### SOAL YANG DIBERIKAN A:
Saringlah catatan dan salin setiap baris yang memuat kata "barrel", dengan membedakan huruf besar dan huruf kecil.

***** KUTIPAN

Rabu, 12 Juni 2013

Stop Politisasi Harga BBM Bersubsidi

Stop Politisasi Harga BBM Bersubsidi
Mesker Md ;   Pendiri Lembaga Studi dan Advokasi Transportasi - LSAT
SUARA KARYA, 11 Juni 2013
 
 
 
 
Wacana kenaikan harga BBM bersubsidi kembali dikumandangkan, harga barang kebutuhan pokok pun mulai merangkak naik antara 10-20 persen. Para pakar ekonomi hanya bisa memperkirakan inflasi sekitar tujuh persen. Namun, berapa kenaikan harga barang kebutuhan pokok, tidak ada yang mau membahas, padahal sekarang sudah terjadi dan rakyat gelisah menghadapi situasi itu.

Kalau saja harga BBM bersubsidi langsung dinaikkan tanpa digembar-gemborkan terlebih dahulu dalam kurun waktu lama, dampak yang ditimbulkan kemungkinan terbatas. Kalau pun harga barang kebutuhan pokok naik, tidak berlapis-lapis. Sejak pertengahan 2012 sampai sekarang, harga kebutuhan pokok sudah berlapis-lapis naiknya. Kalaupun turun hanya 1-2 lapis, dari 4-5 lapis kenaikan.

Pemerintah lalu ber-retorika lagi dengan program Bantuan Langsung Sementara Masyarakat (BLSM) penghalusan dari istilah masa lalu Bantuan Langsung Tunai (BLT). Fakta menunjukkan bahwa bantuan seperti itu - apa pun istilahnya -, sama sekali tidak bermanfaat. Pengalaman juga menunjukkan bahwa kebocoran, penipuan dan akal-akalan terjadi di mana-mana, ketika bantuan itu dieksekusi. Pemerintah sepertinya tidak mau belajar dari masa lalu. Retorika politik lebih dikedepankan.

**********
***** BARIS DATA

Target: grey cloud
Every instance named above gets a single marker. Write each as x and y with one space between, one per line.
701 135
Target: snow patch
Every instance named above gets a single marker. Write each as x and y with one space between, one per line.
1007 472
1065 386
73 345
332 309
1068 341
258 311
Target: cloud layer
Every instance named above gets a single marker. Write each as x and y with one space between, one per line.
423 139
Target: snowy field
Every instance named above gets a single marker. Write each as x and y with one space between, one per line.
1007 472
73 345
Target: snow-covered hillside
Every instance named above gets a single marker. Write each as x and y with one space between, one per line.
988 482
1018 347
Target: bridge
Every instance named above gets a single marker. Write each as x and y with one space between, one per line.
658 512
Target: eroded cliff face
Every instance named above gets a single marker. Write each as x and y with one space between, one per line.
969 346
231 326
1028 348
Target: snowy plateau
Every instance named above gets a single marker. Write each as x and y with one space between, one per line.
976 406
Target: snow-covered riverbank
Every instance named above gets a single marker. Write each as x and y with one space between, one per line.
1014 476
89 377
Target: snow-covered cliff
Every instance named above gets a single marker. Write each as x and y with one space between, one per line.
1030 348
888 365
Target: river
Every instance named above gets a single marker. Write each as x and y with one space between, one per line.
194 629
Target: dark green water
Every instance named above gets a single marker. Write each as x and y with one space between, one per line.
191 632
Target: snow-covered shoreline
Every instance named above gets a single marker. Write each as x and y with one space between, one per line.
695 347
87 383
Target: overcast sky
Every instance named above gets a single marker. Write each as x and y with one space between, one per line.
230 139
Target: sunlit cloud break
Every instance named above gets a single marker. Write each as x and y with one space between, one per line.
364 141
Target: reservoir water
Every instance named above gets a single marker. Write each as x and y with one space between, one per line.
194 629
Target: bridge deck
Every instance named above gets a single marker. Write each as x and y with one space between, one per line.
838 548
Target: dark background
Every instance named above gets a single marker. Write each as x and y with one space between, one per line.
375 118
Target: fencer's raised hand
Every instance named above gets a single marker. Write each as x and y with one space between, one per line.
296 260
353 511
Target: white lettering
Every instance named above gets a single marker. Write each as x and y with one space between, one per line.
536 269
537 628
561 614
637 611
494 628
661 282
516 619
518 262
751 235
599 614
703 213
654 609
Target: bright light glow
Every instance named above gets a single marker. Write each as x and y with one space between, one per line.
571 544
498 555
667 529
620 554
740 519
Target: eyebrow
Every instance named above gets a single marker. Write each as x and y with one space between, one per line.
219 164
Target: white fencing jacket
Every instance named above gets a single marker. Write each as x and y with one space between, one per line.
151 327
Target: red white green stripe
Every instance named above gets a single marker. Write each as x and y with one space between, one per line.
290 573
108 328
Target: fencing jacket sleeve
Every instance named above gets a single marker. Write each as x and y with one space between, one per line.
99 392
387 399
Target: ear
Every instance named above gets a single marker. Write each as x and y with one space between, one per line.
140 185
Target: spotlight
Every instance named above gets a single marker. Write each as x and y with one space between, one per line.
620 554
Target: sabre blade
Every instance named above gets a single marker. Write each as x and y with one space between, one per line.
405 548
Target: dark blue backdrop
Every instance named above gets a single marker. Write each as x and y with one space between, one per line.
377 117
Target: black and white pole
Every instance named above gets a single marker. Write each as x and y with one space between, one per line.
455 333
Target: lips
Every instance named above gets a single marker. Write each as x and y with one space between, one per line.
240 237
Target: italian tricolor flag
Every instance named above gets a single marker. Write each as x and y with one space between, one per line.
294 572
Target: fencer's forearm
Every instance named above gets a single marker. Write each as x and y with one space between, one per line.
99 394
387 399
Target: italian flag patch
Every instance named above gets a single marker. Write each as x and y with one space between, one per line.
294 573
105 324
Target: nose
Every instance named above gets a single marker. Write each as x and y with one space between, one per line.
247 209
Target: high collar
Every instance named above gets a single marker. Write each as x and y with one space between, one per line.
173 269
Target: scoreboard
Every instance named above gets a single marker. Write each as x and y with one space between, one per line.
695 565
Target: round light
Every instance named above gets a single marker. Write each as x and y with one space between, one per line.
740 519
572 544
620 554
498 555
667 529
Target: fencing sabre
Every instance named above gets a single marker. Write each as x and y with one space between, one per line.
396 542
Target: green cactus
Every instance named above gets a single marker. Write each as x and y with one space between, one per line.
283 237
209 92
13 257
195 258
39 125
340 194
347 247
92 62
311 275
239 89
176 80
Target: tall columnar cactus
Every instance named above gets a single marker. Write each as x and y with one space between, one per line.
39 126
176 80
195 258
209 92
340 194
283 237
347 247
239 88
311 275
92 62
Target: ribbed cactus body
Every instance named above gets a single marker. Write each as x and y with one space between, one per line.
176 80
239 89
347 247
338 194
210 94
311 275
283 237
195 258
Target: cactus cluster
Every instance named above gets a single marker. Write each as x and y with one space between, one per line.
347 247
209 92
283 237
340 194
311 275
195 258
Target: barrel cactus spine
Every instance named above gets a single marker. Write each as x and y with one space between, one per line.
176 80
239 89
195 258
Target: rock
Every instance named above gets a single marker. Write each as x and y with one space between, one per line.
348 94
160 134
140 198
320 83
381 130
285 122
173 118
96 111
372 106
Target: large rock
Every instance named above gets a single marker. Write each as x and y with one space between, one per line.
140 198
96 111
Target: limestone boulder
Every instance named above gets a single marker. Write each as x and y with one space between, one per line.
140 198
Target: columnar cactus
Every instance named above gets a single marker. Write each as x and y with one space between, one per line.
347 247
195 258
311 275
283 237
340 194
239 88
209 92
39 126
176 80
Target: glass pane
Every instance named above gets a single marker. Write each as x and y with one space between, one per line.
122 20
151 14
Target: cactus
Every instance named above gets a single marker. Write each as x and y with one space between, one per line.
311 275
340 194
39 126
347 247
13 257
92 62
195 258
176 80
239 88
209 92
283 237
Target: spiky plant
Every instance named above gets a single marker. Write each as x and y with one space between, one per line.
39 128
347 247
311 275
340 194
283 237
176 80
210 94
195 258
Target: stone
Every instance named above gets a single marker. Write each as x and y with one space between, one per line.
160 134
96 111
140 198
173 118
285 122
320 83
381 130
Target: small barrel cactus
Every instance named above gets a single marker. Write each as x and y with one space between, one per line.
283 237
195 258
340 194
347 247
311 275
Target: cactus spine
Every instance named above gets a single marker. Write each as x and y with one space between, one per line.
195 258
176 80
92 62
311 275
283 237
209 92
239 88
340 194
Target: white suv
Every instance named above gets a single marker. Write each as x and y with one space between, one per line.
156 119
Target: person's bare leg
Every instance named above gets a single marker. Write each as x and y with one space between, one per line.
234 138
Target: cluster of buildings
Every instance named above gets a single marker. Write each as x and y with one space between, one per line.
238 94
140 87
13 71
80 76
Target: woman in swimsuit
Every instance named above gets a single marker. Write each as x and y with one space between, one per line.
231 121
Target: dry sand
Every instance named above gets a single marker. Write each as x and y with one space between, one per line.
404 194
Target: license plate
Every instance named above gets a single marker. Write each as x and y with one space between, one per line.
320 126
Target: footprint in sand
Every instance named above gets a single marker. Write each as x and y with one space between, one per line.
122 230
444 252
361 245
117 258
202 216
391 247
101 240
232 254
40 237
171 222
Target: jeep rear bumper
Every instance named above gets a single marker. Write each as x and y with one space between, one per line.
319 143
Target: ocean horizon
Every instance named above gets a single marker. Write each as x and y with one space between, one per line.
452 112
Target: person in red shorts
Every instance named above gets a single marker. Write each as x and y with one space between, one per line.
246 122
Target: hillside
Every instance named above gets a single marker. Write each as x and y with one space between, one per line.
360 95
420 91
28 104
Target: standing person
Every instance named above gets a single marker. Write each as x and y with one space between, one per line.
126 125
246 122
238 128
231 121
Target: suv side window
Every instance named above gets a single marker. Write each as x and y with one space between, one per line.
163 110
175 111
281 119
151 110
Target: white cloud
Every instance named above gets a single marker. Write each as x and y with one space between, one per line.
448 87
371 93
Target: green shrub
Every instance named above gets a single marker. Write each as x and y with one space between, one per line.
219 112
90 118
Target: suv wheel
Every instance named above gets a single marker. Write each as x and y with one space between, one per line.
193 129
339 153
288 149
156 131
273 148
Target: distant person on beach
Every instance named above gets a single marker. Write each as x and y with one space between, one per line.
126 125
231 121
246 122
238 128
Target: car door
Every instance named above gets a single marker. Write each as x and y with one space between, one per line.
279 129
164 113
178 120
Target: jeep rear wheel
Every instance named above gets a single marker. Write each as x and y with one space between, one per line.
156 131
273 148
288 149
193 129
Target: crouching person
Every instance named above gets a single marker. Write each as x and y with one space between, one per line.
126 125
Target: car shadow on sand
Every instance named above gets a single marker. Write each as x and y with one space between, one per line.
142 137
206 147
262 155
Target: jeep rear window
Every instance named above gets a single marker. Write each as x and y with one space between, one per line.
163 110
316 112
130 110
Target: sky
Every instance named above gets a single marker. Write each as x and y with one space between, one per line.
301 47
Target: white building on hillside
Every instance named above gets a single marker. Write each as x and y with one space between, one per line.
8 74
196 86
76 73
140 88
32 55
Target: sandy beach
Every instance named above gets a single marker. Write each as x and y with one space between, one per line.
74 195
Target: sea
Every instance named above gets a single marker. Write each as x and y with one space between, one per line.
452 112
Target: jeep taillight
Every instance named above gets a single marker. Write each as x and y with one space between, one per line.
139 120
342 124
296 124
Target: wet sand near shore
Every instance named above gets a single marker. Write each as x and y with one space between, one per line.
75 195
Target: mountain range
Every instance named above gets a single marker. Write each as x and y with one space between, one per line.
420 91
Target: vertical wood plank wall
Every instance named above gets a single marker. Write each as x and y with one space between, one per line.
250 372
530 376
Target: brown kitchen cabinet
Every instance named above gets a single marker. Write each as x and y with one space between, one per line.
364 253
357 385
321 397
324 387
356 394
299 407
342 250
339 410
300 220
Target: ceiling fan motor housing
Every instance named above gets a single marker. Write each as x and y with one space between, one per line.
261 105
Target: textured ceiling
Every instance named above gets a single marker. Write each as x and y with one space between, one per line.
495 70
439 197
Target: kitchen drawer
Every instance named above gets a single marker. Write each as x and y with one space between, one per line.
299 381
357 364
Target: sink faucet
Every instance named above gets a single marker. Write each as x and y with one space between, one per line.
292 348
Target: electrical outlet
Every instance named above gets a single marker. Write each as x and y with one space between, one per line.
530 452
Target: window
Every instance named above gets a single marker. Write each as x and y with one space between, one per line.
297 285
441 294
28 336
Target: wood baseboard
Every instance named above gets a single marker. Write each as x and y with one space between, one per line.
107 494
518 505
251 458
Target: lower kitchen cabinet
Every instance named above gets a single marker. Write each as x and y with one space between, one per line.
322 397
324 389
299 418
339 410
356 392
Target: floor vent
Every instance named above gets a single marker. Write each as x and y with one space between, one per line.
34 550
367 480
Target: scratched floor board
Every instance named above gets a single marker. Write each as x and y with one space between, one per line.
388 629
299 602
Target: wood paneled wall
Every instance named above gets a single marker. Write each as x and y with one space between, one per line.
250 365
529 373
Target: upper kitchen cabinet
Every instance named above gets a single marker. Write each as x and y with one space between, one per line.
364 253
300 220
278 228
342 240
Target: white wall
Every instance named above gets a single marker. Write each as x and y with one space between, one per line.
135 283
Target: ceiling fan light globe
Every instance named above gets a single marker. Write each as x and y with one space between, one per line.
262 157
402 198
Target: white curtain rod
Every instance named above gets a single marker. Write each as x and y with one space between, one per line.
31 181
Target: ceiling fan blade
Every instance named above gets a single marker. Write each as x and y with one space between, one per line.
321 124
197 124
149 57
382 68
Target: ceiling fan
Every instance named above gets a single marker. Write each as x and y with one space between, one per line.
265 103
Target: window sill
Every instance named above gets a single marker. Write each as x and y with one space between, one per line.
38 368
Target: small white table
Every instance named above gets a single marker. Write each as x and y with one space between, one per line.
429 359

**********

### SOAL YANG DIBERIKAN B:
Ringkaslah artikel tentang harga BBM bersubsidi di atas dalam dua kalimat.

### JAWABAN TERTULIS A:
Target: barrel cactus spine
Target: small barrel cactus

### JAWABAN TERTULIS B:
Saat wacana kenaikan harga BBM bersubsidi kembali dikumandangkan, harga kebutuhan pokok sudah naik 10-20 persen dan berlapis-lapis sejak pertengahan 2012, padahal dampaknya kemungkinan terbatas bila harga BBM langsung dinaikkan tanpa digembar-gemborkan lama. Program BLSM, penghalusan dari istilah BLT, dinilai sama sekali tidak bermanfaat karena kebocoran, penipuan, dan akal-akalan terjadi di mana-mana, dan pemerintah dianggap lebih mengedepankan retorika politik daripada belajar dari masa lalu.